WHAT IS REQUIRED:
Print the data exactly as written, line for line, and leave its pictures behind.

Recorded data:
========================================================================

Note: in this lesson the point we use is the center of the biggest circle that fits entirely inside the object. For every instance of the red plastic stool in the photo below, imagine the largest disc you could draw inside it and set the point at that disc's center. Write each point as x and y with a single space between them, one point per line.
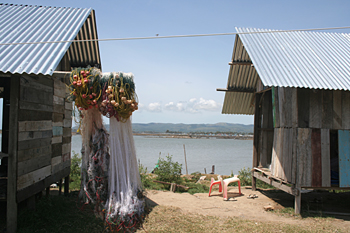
214 182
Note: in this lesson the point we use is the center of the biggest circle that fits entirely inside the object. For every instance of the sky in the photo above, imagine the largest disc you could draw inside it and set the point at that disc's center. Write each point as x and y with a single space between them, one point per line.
176 78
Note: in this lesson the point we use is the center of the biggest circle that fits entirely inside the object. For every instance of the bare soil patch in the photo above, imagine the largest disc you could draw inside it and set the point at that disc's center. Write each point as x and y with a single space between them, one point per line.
240 207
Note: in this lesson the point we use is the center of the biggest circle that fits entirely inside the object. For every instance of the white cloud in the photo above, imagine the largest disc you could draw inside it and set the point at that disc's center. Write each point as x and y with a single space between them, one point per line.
174 107
154 107
194 106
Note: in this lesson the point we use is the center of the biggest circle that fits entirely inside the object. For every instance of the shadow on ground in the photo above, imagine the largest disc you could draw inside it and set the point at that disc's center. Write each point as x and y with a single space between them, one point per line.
315 203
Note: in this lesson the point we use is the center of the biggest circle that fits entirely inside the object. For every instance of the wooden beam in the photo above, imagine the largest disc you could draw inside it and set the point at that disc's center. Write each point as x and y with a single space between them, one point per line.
257 125
276 184
11 216
234 89
242 63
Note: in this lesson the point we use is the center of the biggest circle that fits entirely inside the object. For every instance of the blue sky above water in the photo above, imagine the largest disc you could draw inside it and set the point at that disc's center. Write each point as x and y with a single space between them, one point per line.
176 79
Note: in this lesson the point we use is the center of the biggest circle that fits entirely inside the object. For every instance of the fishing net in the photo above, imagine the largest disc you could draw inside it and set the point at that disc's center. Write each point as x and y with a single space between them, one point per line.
110 177
126 201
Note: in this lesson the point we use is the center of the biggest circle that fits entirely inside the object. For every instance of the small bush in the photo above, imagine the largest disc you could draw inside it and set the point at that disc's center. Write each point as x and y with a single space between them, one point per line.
168 170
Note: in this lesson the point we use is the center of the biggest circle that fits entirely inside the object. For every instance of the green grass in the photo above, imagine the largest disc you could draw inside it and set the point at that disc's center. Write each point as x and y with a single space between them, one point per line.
59 214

========================================================================

RESPONSE:
Note: in this lesson the point we use is the center of the biggest circle that fits entirely inside the object. For every instance of the red plastic stool in the photo below, imagine the largest disc you could draw inside it and set the point at that disc's center. Write each point as x and y with a single space between them, one point per line.
214 182
Note: in this lesson the point we use is the center of the biggest circle that fits entirely inside the object. For every instance of the sky in the photo above, imagine the largest disc you could draw inside it and set the point at that disc's center. Write each point as x and y with a single space between them, one point per line.
176 78
Note: in this lesson the point we use is the center of the biggest circle that fits entirely inside the object. For every instance of the bare soil patch in the photo above, imagine the largest disc you could draw inside it and set the point at that disc's center. Write each point as x and y with a single space between them, one point per line.
240 207
Note: in this lesson the point we use is the center of the biggest circle that fits entirely inside the object. For every instance of the white cloud in the photo above, imagine the largest disc you could draw inside it and set the point at that disc's center. Write each point as x and y with a single space between them, one point per line.
174 107
154 107
194 106
Note: in this lesson the point we use is the center of the biggest circle that fits entirely inside the object. For every instance of the shadow on ground in the photo above, imagine the largest disc you could draw inside it and set the point at that disc's center. Write each point as x and y with a single space between them, one point per line.
315 203
Note: in this lesson the point we use is the center of the biggest circle that fits entirely inside the object. For every instance of the wooden beam in the photo above, imagine the largest disc you could draw inside it and set the point at that disc's center. Write each point as x and y with a single space between them, one point per line.
257 125
276 184
11 216
234 89
242 63
Note: in this lesson the point we use is the center of the biggest circle that fits entirely inside the object. For every instance of the blue sky above water in the photo above, imagine the largest disc you could draw inside it and set the point at that disc's center. Write each point as x and y with a single space between them, one point per line.
176 79
Note: in this lesson the point we use is the center of the biggest circle that fits entirely inside the object. For every instance of the fishing net in the photo above, imagine the largest disc you could draw inside it and set the point at that disc's center. Write each point as x and y with a single space between them, one point per line.
110 177
126 201
Note: in this lesson the point we use is the center of the biggest circle that fits entirely inside the object. For every instance of the small bush in the photo above, imagine the largest disc you could draw inside it and set the point at that disc's center. Write each point as x and y with a single space between them, one point per line.
168 170
Note: in this lesson the point we use is the center of the biggest circle that fits entirely inside the object. For every instance of the green grass in the photo above, imagine the largest disc you could draw inside it and set the point at that disc's center. Write each point as x and y with a single space between them, one point per line.
59 214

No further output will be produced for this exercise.